### WORK ITEM
Print out the records below with nothing altered.

Point-per-instance localization data
-=-=-

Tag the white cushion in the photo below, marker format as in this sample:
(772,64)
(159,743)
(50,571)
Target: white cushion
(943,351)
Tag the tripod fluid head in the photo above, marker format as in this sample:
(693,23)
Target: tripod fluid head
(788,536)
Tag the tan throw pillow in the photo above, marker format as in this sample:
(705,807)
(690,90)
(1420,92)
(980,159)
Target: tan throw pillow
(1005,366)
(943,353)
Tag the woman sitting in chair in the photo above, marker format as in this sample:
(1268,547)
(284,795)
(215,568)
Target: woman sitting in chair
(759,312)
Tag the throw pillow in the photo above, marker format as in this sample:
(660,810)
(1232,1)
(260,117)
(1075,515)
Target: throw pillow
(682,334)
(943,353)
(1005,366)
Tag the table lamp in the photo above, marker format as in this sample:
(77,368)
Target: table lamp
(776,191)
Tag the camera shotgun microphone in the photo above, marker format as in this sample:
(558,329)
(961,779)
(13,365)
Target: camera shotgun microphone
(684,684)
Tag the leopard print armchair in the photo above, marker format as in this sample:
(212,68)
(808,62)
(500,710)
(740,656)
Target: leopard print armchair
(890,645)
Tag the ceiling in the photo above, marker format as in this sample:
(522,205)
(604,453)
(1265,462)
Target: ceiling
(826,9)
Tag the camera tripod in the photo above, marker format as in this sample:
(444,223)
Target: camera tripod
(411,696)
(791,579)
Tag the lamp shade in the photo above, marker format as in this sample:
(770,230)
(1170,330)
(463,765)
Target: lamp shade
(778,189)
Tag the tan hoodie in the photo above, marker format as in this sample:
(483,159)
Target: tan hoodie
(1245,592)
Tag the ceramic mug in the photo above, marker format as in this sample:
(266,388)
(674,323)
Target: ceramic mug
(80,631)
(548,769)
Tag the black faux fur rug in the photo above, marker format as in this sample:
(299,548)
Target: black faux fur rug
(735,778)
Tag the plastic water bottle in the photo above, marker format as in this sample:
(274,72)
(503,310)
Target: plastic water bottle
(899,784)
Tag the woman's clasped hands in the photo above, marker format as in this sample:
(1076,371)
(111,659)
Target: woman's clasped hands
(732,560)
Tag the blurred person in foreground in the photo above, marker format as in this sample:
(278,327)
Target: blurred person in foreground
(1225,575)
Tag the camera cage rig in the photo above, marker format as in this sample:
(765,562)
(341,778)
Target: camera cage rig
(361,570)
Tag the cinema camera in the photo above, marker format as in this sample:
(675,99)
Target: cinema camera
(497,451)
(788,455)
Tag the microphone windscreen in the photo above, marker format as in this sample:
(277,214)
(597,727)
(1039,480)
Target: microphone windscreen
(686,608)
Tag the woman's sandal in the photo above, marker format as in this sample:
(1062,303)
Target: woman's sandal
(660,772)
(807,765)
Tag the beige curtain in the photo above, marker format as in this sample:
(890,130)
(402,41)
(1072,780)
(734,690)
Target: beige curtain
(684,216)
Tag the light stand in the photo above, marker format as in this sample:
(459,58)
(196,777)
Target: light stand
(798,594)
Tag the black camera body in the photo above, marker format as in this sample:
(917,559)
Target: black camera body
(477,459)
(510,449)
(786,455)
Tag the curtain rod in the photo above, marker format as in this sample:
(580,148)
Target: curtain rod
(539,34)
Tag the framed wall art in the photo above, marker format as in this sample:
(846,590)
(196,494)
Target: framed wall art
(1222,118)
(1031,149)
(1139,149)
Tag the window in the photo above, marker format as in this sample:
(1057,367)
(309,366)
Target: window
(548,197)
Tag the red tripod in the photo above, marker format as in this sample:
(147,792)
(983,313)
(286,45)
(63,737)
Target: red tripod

-=-=-

### REPLY TO THE EXERCISE
Tag the white cushion in the photo below, marker format as in this sample:
(772,64)
(159,743)
(50,571)
Target: white cushion
(943,351)
Tag the tripod fluid head in the photo above, marker format as in this sample:
(693,23)
Target: tripod fluid head
(788,536)
Tag the tan throw pillow in the photo above, marker format as in this sample:
(705,807)
(690,90)
(1420,92)
(980,159)
Target: tan throw pillow
(1005,366)
(943,353)
Tag the woman sitting in chair in the photo above, marker format as in this sample:
(1268,547)
(284,795)
(215,568)
Target: woman sitting in chair
(759,312)
Tag the throw pillow in the photo above, marker format as in this sample:
(660,810)
(1232,1)
(260,117)
(1075,515)
Target: throw pillow
(682,334)
(943,353)
(1005,366)
Tag the table lamp in the photo above, marker format as in this sample:
(77,368)
Target: table lamp
(776,191)
Tag the camera shotgun microphone in the photo above, marker format as in this sample:
(558,329)
(961,779)
(13,365)
Target: camera shotgun microphone
(684,684)
Tag the leopard print armchair in the photo above, marker format as in this sample:
(212,68)
(808,62)
(500,710)
(740,656)
Target: leopard print armchair
(890,645)
Tag the ceiling in the photo above, marker format as in this sample:
(522,205)
(604,453)
(1265,462)
Target: ceiling
(826,9)
Tag the camera tripod in the photo above, marker format as in this sample:
(444,223)
Target: camera tripod
(411,696)
(791,579)
Tag the lamp shade in the photo above, marker format as in this sample:
(770,230)
(1170,330)
(463,765)
Target: lamp shade
(778,189)
Tag the tan hoodie in the photo above, marker format as in this sample:
(483,159)
Target: tan hoodie
(1245,592)
Tag the ceramic mug in the photo above, marker format as in this sample:
(266,388)
(674,323)
Target: ceramic mug
(80,631)
(548,769)
Tag the black faux fur rug in the photo above, marker format as in this sample:
(299,548)
Target: black faux fur rug
(735,778)
Tag the plastic water bottle in the photo above, marker format as in this sample:
(274,72)
(503,310)
Target: plastic water bottle
(899,784)
Tag the woman's clasped hands in the photo above, marker format as in this sample:
(1076,371)
(111,659)
Target: woman's clasped hands
(732,560)
Tag the blurred person in foreground in the photo above, marker format as in this sample:
(278,327)
Target: blurred person in foreground
(1225,575)
Tag the camera cage rig in the photo above, marker format as in this sample:
(765,562)
(341,778)
Target: camera cage rig
(361,570)
Tag the cinema camera in the photo above, marker format as in this sample:
(675,99)
Target: cinema camera
(497,451)
(788,455)
Tag the microphone windscreen in the photo above, marker format as in this sample:
(277,214)
(597,727)
(1039,480)
Target: microphone windscreen
(686,608)
Tag the woman's sandal in the photo above, marker format as in this sample:
(1062,303)
Target: woman's sandal
(660,772)
(807,765)
Tag the beige curtain in the photo above, marker format as in this sample:
(890,130)
(402,41)
(1072,780)
(734,690)
Target: beige curtain
(684,216)
Tag the light stand in the photo above, marker format as in this sample:
(459,58)
(196,777)
Target: light stand
(798,594)
Tag the black camera body in the photo above, marker format as in this sample:
(917,559)
Target: black camera body
(477,459)
(510,449)
(786,455)
Tag the curtain rod in the photo above, marker format as in this sample:
(580,148)
Target: curtain rod
(539,34)
Tag the framed wall art in the photo above, marker format as in this sample:
(846,590)
(196,494)
Target: framed wall art
(1222,118)
(1031,149)
(1139,149)
Tag the window in the photo above, marker format as in this sample:
(1057,367)
(309,366)
Target: window
(548,197)
Tag the red tripod in the photo above, marker format as in this sample:
(147,792)
(983,313)
(286,45)
(63,737)
Target: red tripod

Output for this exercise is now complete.